__PAGE EXCERPT__
┄┄┄┄┄┄┄┄┄┄

1605 - Naresuan, King of Siam, died; he was succeeded by his brother Ekathotsarot.

1644 - China's Chongzhen Emperor committed suicide on Jingshan Hill after his capital, Beijing, fell to forces loyal to Li Zicheng; the 16th and last ruler of the Ming Dynasty, his death brought about not only the fall of the Ming Dynasty but led to a period of civil war in which the Southern Ming Dynasty, increasingly harried by Manchus from the north, eventually capitulated as well.  Chongzen was succeeded by Hongguang Emperor and thence the Longwu Emperor, whose own Shun Dynasty lasted less than a year.  Following the Shun Dynasty's defeat after the Battle of Shanhai Pass in May of the following year power passed to the Shunzhi Emperor and the Qing Dynasty - which would rule the country until its monarchy was abolished in 1912 - was established.

1792 - La Marseillaise - the song that would become France's national anthem - was composed by Claude Joseph Rouget de Lisle.

┄┄┄┄┄┄┄┄┄┄

__RECORDS__
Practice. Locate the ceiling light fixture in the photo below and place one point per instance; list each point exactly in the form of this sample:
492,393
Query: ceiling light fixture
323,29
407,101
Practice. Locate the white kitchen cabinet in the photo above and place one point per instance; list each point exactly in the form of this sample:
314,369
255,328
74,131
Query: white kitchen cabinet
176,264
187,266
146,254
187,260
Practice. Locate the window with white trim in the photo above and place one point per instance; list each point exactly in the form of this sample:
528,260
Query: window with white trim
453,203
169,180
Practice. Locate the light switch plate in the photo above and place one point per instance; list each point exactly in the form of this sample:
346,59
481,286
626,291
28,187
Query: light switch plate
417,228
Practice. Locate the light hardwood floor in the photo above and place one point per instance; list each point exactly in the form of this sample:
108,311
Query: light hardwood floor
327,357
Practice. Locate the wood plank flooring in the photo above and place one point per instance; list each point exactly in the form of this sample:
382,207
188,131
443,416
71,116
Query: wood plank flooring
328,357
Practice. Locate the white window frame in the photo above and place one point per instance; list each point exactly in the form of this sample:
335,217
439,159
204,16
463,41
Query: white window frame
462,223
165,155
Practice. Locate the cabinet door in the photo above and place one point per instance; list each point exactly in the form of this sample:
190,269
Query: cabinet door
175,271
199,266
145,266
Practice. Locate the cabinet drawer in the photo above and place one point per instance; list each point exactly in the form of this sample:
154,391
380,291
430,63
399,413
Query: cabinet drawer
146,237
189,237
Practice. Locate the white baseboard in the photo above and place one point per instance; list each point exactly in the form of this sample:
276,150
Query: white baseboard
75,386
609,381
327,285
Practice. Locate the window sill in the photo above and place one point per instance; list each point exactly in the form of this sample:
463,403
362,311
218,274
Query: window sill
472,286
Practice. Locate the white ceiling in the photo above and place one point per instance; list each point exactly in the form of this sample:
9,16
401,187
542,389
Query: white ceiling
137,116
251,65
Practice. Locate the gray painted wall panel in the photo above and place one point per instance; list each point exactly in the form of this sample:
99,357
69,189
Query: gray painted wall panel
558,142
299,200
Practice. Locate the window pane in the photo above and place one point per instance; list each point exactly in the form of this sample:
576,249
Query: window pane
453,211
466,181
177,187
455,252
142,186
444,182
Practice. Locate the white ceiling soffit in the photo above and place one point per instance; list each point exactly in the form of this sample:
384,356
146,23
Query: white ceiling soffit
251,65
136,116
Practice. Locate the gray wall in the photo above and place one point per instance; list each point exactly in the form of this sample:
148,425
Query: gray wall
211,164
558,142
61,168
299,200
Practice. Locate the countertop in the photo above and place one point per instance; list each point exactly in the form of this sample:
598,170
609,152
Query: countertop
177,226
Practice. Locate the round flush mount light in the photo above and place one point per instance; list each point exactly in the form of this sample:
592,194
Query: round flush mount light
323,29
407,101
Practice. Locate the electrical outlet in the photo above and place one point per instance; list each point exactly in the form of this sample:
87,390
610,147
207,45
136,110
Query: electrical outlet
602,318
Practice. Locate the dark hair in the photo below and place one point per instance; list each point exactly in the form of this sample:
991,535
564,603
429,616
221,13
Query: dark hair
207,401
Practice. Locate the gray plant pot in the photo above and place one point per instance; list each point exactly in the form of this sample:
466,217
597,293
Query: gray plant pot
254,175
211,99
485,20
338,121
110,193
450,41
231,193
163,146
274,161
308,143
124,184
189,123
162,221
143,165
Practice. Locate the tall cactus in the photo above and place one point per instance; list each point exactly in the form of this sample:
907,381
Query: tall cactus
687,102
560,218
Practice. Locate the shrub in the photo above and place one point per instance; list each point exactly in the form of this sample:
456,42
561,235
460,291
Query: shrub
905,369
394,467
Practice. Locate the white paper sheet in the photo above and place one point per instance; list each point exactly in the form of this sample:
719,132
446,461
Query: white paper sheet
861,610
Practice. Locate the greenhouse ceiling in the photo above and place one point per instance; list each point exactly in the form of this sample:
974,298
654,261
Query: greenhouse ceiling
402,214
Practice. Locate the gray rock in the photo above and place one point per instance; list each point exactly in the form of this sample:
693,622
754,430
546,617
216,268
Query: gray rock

┄┄┄┄┄┄┄┄┄┄

__BRIEF__
From the list of historical dates, extract the passage that opens with the words containing "1644 - China's" and closes with "Rouget de Lisle.", copying it word for word.

__ANSWER SPACE__
1644 - China's Chongzhen Emperor committed suicide on Jingshan Hill after his capital, Beijing, fell to forces loyal to Li Zicheng; the 16th and last ruler of the Ming Dynasty, his death brought about not only the fall of the Ming Dynasty but led to a period of civil war in which the Southern Ming Dynasty, increasingly harried by Manchus from the north, eventually capitulated as well.  Chongzen was succeeded by Hongguang Emperor and thence the Longwu Emperor, whose own Shun Dynasty lasted less than a year.  Following the Shun Dynasty's defeat after the Battle of Shanhai Pass in May of the following year power passed to the Shunzhi Emperor and the Qing Dynasty - which would rule the country until its monarchy was abolished in 1912 - was established.

1792 - La Marseillaise - the song that would become France's national anthem - was composed by Claude Joseph Rouget de Lisle.